● **Passage shown**
Foster kids, secondhand clothing, and citizen experts I sincerely wish would STFU

Michigan Senator Bruce Casswell has introduced legislation that would give foster children vouchers only good at used clothing stores, so that they can not “waste” state money buying themselves new clothing. He has argued that it’s a cost-saving measure.

There is an outcry, simply because on its surface, the proposal is mean. There are also all the stories about single mothers who themselves alone without handouts bravely provided for their children with only thrift store clothing, etc. etc. Republicans say that buying used clothing is recycling! So it’s pro-environmental, too! Those of you who think that secondhand clothing are bad need to get rid of your elitist attitudes! Well, MY daughter wears nothing but vintage and secondhand clothing and she looks great!

Blah blah blah blah. Natter natter natter.

I suppose we live in a world where, if you want to call yourself a democrat with a small d, you have to pretend that all these blithering personal anecdotes about secondhand clothing amount to intelligent contributions to policy debate. However, most of these comments just remind me of this story from the Onion: Open-minded man grimly realizes how much life he has wasted listening to bullshit.

● **Supplied material**
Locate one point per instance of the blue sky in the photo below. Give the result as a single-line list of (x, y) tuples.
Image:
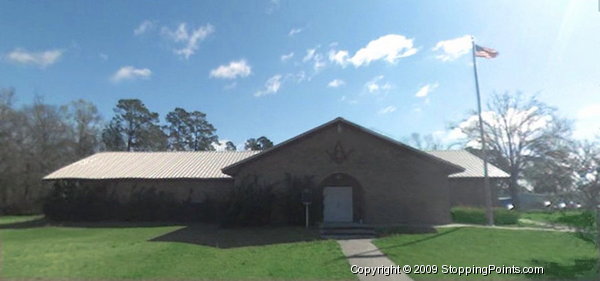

● **What to work on**
1 – Please say whether each statement agrees with the post on foster children's clothing vouchers, answering yes or no and quoting the deciding words from the post: (a) The proposed vouchers could be used only at used clothing stores. (b) The senator has claimed the proposal would save money. (c) The legislation was introduced in Ohio.
2 – Carry on the post on foster children's clothing vouchers from its last sentence.
The lines have no part in this.

● **Results in order**
1 –
(a) Yes: "vouchers only good at used clothing stores"
(b) Yes: "He has argued that it’s a cost-saving measure"
(c) No: "Michigan Senator Bruce Casswell has introduced legislation"

2 –
Now, I am on the side of single mothers, in general, and I am always impressed by anybody who can tell the story of raising kids on one, female salary.

But that doesn’t mean that everybody can do it, or that it’s desirable, or that we should set policy according to what personally happened to somebody once.

And even if your personal history as a single mother with success using secondhand stores were relevant, which it’s not, and stupendously interesting, which it may be, the policy issue affects foster kids, not you, your children, or children in families headed by an adult, any adult, single, female, or otherwise.

They are, I repeat, foster kids. They may have nobody. And they may have a parent that they, themselves, sneak money to, rather than a gloriously together, competent parent who can make it work (and who can try to get resources from her extended family; remember, these are foster kids, which means the extended family network is thin or stretched.)

IOW, foster care policy is, really, not about you and what worked or didn’t for you, in all your self-mythologizing glory. Go write a memoir if it’s really all that interesting.

I strongly suspect that the money-cutting issue is basic smoke for this Casswell character to get his name in the news because I can’t believe the program change would amount to diddly squat in terms of real money saved. Minutiae politics, again: take a small-money program that serves a powerless group, wrap it up in large-scale emotional tropes for your constitutes (frugality, being independent, staying off the dole), puff like crazy, and then attempt to ride to a political win.

So let’s say this is a big-money program, which it’s not, but let’s pretend.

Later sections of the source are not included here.